#### DOCUMENT EXTRACT ####

Really nice. Two people made them on the quilting retreat I attended. Cutting the notches seemed to be about the most time consuming part. I really like the first one. Did you use flannel on the back?


----------



## hmsteader71 (Mar 16, 2006)

No, I used squares of the same material as the front. I had about 6 different bolts of material that I had cut. I bought 24 yards of material and it took most of it. 2 of the blocks are Americana. One has stars & the other stripes and I did this for my son-n-law who is the in the Army.  Yes, all of the snipping takes time but I think the most time consuming part is cutting out all of the individual squares.


----------



## stef (Sep 14, 2002)

Very, very nice. You have patience, lady! **


----------



## Debbie in Wa (Dec 28, 2007)

Love your quilts. I find that giving the blanket to hubby with scissors is the only way to go. He's watching t.v. anyways!


----------



## hmsteader71 (Mar 16, 2006)

Hahahaha I've found that doing rag quilting will GIVE you patience!


----------



## Kasota (Nov 25, 2013)

May I chime in? I just love rag quilts. Here is a picture of my first effort at a rag quilt.


----------



## hmsteader71 (Mar 16, 2006)

Kasota-How did you do the hearts? I love that!


----------



## mrs whodunit (Feb 3, 2012)

I love rags quilts.

Made one for our bed years ago.

Have plans to make a love seat cover out of jeans done in rag style.


----------



## Kasota (Nov 25, 2013)

I made each heart separately. I basically made the hearts the same way as any other piece - two pieces of fabric with some muslin sandwhiched in between. I stitched around the edge of the hearts (each individually) so that I could clip them when they were "stand alone hearts" and then I just used that same stitch line to attach them to the quilt...so kind of like a rag-quilt applique. This had the added benefit of locking down the fabric layers of the white piece that is the background for each set of hearts which is bigger than the squares you see in most rag quilts.

I do love making quilts but mine are pretty basic and NOTHING like what I see others do here. I admire everyone's work here so much! I picked a rag quilt to do because it is ... ummm... more than a little forgiving.


----------



## hmsteader71 (Mar 16, 2006)

Me too Kasota. I am just a beginner. I've got my daughter's twin size quilt on the frame where it's been for a few years now. I started it 10 years ago or longer. I'm very intimidated by the actual quilting process. Plus, my frame doesn't allow for it being taut on it and so I just know it's not going to come out right. But I've been working on it this week and hope to finish it soon. It will now probably be my granddaughters since daughter is married.


----------



## Kasota (Nov 25, 2013)

Hmsteader71, I can sure understand! When I sold my farm I bought myself a brand spankin' new Janome with all the bells and whistles...at least it was for me at the time. That machine knows more about sewing than I do! I have to sometimes remind myself to not be afraid of the whole process of quilting. But I am starting to remember what I had learned decades ago when I was young and used to sew a lot of my own clothes. 

There have been days when I have been flat intimidated by my own sewing machine. Maybe I should give her a name, like I did my spinning wheel, so that we can build a better relationship. LOL!


----------

####

### PROBLEM TO SOLVE
In the rag quilt thread, how many yards of material did hmsteader71 buy?

#### DATASET ####

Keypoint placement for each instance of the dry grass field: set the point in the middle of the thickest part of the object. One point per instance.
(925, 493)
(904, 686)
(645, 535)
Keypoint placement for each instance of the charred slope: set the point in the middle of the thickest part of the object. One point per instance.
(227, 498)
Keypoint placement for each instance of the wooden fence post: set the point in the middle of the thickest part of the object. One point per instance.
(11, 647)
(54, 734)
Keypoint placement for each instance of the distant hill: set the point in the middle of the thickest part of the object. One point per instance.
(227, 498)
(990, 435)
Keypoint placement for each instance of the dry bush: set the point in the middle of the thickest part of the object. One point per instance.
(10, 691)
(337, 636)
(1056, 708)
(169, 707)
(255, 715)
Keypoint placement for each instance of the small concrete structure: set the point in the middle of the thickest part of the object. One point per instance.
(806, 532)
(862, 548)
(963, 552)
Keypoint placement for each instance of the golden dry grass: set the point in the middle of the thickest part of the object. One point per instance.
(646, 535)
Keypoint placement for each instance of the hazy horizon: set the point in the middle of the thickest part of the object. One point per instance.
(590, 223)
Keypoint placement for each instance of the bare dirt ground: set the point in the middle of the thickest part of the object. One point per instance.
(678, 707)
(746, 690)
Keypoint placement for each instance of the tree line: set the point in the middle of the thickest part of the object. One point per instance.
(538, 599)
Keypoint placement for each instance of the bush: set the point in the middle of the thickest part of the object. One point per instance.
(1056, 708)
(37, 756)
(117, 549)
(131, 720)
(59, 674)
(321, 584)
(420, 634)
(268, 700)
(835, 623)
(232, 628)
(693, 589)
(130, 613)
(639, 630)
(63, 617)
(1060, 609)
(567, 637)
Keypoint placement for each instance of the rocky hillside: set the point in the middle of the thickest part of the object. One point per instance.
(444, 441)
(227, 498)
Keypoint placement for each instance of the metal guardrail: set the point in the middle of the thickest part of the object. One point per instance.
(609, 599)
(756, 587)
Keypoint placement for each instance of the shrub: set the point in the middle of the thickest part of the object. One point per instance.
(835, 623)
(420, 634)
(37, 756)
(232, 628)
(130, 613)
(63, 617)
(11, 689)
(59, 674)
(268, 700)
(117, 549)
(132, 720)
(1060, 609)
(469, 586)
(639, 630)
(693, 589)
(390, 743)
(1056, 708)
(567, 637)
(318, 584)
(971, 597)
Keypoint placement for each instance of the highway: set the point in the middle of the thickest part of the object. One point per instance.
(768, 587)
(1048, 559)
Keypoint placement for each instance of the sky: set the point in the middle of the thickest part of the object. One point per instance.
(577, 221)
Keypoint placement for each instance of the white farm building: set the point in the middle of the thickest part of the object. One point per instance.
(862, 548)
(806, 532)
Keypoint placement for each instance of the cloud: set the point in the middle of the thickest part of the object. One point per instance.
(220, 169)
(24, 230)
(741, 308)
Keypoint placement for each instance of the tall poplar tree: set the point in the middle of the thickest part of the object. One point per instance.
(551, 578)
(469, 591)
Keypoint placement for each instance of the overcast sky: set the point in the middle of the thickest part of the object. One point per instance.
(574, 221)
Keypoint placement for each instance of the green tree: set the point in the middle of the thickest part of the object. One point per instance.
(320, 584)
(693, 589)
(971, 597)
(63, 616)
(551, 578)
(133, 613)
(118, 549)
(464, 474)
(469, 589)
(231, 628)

####

### THE OUTPUT
24 yards